Exercise goal:
Please reproduce the line containing "Wildlife camera triggered. A front wheel" and every line after it in the records below, exactly and with nothing else.
#### Exercise material ####
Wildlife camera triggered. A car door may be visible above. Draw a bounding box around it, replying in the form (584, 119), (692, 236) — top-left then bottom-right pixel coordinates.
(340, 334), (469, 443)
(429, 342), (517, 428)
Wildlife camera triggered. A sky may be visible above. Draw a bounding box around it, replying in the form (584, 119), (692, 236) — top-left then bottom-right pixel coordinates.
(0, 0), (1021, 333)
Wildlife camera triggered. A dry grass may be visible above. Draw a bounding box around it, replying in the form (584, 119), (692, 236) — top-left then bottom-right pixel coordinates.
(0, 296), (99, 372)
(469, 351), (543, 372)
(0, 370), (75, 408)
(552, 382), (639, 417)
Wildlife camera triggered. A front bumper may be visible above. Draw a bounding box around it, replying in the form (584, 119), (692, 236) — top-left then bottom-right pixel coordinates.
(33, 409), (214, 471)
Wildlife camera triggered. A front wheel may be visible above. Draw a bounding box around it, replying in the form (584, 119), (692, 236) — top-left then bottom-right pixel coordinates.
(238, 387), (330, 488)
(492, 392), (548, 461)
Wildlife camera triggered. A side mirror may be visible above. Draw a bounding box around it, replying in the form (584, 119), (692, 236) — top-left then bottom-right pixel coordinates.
####
Result of this exercise:
Wildlife camera triggered. A front wheel may be visible above. Draw a bounding box around it, replying in the form (584, 119), (692, 236) — top-left then bottom-right pixel coordinates.
(238, 387), (330, 488)
(492, 392), (548, 461)
Wildlife camera triggered. A side mirror may be visible above. Draw a bounding box around it, replying in the form (584, 119), (692, 236) — top-left then bottom-right pixel coordinates.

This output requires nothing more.